Records →
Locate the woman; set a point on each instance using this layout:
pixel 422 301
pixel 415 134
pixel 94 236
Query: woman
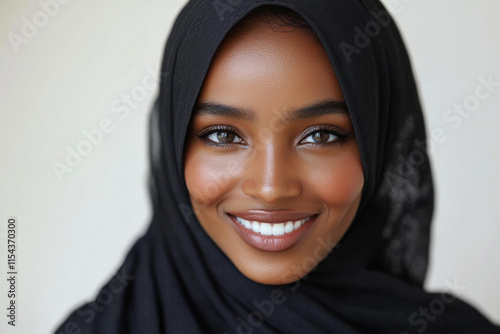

Requirements →
Put every line of the records into a Markdown table with the columns "No." and "Line", one row per line, numbered in order. Leave out blank lines and the picture.

Result for this exercise →
| No. | Line |
|---|---|
| 1 | Locate the woman; set a point on each instance using this layout: |
| 2 | pixel 422 301 |
| 3 | pixel 415 134 |
| 4 | pixel 94 236 |
| 5 | Query: woman |